In addition, as of September 30, 2021, we had 3.2 million original issue shares of our common stock available for issuance through Invest Direct, our direct stock purchase and dividend reinvestment plan, and 2.6 million original issue shares of common stock available for issuance through a distribution agreement with Lampert Capital Markets, as amended most recently in May 2020. The amount and timing of future sales of our securities will depend upon market conditions and our specific needs.

Securities. During the nine months ended September 30, 2021, we issued 0.3 million shares of common stock through Invest Direct, the Employee Stock Purchase Plan, and the Retirement Savings and Stock Ownership Plan, resulting in net proceeds of $14.6 million (0.3 million shares were issued for the nine months ended September 30, 2020, resulting in net proceeds of $12.8 million).

For the nine months ended September 30, 2021, 0.2 million shares of common stock were issued under the agreement with Lampert Capital Markets, resulting in net proceeds of $16.4 million (no shares were issued for the nine months ended September 30, 2020).

Financial Covenants. See Note 5. Short-Term and Long-Term Debt for information regarding our financial covenants.

Pension and Other Postretirement Benefit Plans. Management considers various factors when making funding decisions, such as regulatory requirements, actuarially determined minimum contribution requirements and contributions required to avoid benefit restrictions for the defined benefit pension plans. (See Note 9. Pension and Other Postretirement Benefit Plans.)

Off-Balance Sheet Arrangements. Off-balance sheet arrangements are summarized in our 2020 Form 10-K, with additional disclosure in Note 6. Commitments, Guarantees and Contingencies.


ALLETE, Inc. Third Quarter 2021 Form 10-Q
47



LIQUIDITY AND CAPITAL RESOURCES (Continued)

Credit Ratings. Access to reasonably priced capital markets is dependent in part on credit and ratings. Our securities have been rated by S&P Global Ratings and by Moody’s. Rating agencies use both quantitative and qualitative measures in determining a company’s credit rating. These measures include business risk, liquidity risk, competitive position, capital mix, financial condition, predictability of cash flows, management strength and future direction. Some of the quantitative measures can be analyzed through a few key financial ratios, while the qualitative ones are more subjective. Our current credit ratings are listed in the following table:
Credit RatingsS&P Global RatingsMoody’s
Issuer Credit RatingBBBBaa1
Commercial PaperA-2P-2
First Mortgage Bonds(a)A2
(a)    Not rated by S&P Global Ratings.

— Goal —
Pull from the filing excerpt the passage starting with "Securities. During the" and going on through "nine months ended September 30, 2020).", copied word for word. The records have nothing to do with what is asked here.

— Extracted data —
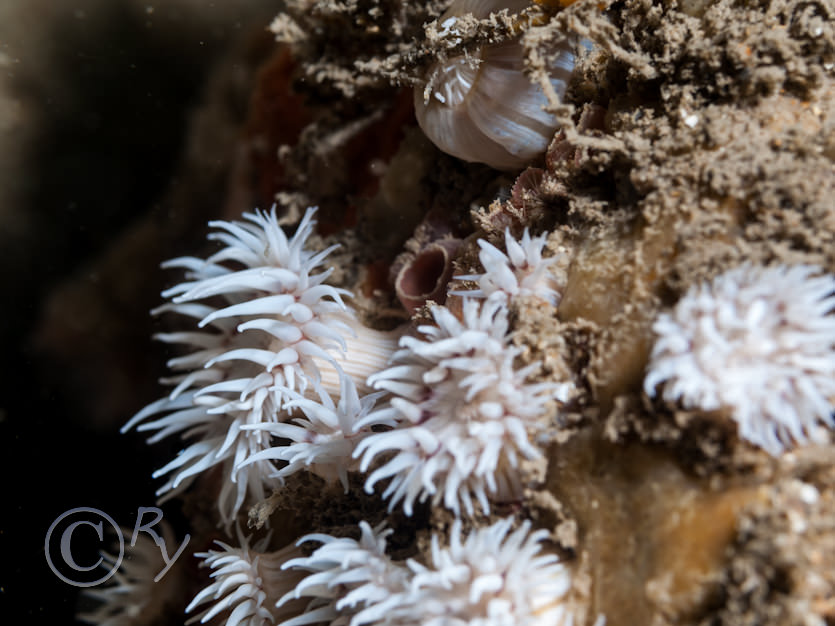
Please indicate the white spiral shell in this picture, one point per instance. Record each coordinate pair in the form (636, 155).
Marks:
(485, 108)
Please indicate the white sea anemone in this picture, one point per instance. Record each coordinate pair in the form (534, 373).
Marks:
(246, 584)
(758, 342)
(521, 271)
(492, 578)
(322, 442)
(349, 580)
(464, 413)
(132, 597)
(271, 328)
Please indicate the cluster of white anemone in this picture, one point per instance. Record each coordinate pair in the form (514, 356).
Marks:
(271, 331)
(491, 577)
(520, 271)
(277, 355)
(465, 415)
(758, 343)
(280, 378)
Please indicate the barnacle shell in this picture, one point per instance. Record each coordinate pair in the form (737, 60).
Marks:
(485, 108)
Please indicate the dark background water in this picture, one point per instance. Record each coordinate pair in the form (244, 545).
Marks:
(101, 91)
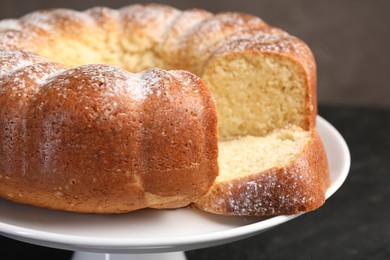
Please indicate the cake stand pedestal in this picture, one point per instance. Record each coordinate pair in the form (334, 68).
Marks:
(152, 234)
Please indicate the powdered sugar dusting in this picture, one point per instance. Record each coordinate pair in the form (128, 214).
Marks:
(10, 24)
(271, 194)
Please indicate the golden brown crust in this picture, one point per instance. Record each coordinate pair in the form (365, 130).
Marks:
(294, 188)
(99, 139)
(89, 143)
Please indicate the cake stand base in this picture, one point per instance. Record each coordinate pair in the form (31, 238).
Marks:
(102, 256)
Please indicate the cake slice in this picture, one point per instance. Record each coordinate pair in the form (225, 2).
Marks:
(283, 172)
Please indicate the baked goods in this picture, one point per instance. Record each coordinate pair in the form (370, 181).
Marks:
(99, 139)
(283, 172)
(261, 78)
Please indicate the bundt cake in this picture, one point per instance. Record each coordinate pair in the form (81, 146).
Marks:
(109, 111)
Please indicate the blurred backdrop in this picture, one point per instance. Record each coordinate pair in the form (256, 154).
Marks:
(349, 38)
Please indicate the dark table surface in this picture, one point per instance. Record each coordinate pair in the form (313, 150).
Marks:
(353, 224)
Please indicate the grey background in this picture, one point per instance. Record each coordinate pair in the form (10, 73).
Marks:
(349, 38)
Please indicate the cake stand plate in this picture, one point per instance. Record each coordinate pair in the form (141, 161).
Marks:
(149, 233)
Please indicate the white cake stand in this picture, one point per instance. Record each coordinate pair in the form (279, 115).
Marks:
(151, 234)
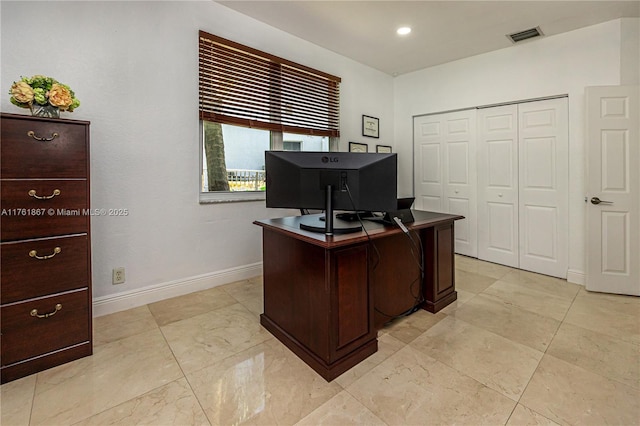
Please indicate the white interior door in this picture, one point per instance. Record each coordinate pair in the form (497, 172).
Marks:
(445, 171)
(613, 177)
(460, 178)
(543, 139)
(498, 185)
(428, 139)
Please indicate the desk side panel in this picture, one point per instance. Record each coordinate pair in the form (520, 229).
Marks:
(296, 293)
(353, 304)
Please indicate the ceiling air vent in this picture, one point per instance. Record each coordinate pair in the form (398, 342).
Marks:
(525, 35)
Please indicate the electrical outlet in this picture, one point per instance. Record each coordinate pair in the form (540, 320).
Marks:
(118, 275)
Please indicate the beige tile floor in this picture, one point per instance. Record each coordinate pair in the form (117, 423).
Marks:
(516, 348)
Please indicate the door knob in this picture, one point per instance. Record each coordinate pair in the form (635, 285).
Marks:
(596, 200)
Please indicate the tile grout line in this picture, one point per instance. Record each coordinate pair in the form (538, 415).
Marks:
(541, 358)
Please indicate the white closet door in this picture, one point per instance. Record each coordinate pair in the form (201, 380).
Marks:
(460, 178)
(445, 171)
(498, 185)
(543, 186)
(427, 142)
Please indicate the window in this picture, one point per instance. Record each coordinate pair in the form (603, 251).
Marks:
(251, 101)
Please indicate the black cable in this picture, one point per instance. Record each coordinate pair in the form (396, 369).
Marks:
(419, 260)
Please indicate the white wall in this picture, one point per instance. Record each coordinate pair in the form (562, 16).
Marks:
(134, 67)
(562, 64)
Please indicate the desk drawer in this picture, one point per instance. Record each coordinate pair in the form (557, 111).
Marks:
(58, 211)
(62, 153)
(24, 335)
(25, 276)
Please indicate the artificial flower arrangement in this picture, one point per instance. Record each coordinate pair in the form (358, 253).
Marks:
(43, 90)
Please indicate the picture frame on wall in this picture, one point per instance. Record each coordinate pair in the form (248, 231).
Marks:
(358, 147)
(370, 126)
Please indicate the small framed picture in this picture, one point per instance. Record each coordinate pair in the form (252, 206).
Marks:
(370, 126)
(358, 147)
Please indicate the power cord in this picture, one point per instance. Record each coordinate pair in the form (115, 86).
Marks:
(419, 297)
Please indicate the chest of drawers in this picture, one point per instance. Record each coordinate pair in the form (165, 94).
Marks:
(45, 247)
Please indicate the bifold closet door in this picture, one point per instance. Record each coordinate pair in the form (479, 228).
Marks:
(523, 186)
(445, 171)
(543, 135)
(498, 185)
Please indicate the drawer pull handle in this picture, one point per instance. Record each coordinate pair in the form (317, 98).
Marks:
(34, 253)
(32, 134)
(34, 312)
(32, 193)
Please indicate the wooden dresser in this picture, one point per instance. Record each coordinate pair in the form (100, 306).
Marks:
(45, 249)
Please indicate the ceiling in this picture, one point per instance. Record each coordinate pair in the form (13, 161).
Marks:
(442, 31)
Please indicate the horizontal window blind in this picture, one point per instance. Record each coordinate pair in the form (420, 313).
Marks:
(244, 86)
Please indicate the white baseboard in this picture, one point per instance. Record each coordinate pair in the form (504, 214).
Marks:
(132, 299)
(576, 277)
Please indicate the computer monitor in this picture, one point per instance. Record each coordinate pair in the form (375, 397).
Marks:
(331, 181)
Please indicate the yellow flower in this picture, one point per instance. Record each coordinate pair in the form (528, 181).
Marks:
(22, 92)
(60, 96)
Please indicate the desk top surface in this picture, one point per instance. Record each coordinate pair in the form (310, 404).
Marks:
(291, 226)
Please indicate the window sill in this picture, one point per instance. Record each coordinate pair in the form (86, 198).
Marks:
(230, 197)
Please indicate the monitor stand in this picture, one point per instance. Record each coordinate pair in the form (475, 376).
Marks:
(315, 224)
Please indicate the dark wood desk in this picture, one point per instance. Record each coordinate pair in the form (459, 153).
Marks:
(325, 298)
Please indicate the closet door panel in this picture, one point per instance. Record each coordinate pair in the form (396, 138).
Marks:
(460, 178)
(543, 192)
(498, 185)
(427, 137)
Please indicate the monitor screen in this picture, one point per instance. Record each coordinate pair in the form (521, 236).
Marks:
(354, 181)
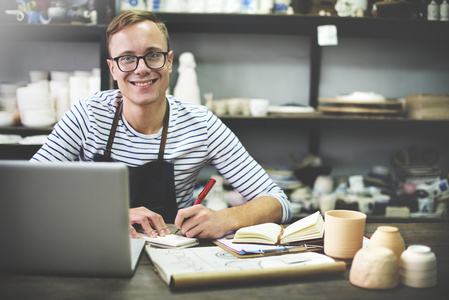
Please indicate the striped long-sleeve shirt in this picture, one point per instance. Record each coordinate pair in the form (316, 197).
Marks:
(196, 138)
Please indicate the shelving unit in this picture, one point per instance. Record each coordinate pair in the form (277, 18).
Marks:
(371, 28)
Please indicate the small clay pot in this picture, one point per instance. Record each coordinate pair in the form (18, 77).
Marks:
(375, 268)
(388, 237)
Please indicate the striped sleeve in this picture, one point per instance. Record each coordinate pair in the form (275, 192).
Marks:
(240, 169)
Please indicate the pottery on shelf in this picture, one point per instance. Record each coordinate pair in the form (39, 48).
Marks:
(375, 268)
(388, 237)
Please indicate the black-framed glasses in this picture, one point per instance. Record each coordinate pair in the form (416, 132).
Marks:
(153, 60)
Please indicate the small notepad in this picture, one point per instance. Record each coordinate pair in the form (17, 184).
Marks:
(171, 241)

— Solution to this task —
Securities. During the nine months ended September 30, 2021, we issued 0.3 million shares of common stock through Invest Direct, the Employee Stock Purchase Plan, and the Retirement Savings and Stock Ownership Plan, resulting in net proceeds of $14.6 million (0.3 million shares were issued for the nine months ended September 30, 2020, resulting in net proceeds of $12.8 million).

For the nine months ended September 30, 2021, 0.2 million shares of common stock were issued under the agreement with Lampert Capital Markets, resulting in net proceeds of $16.4 million (no shares were issued for the nine months ended September 30, 2020).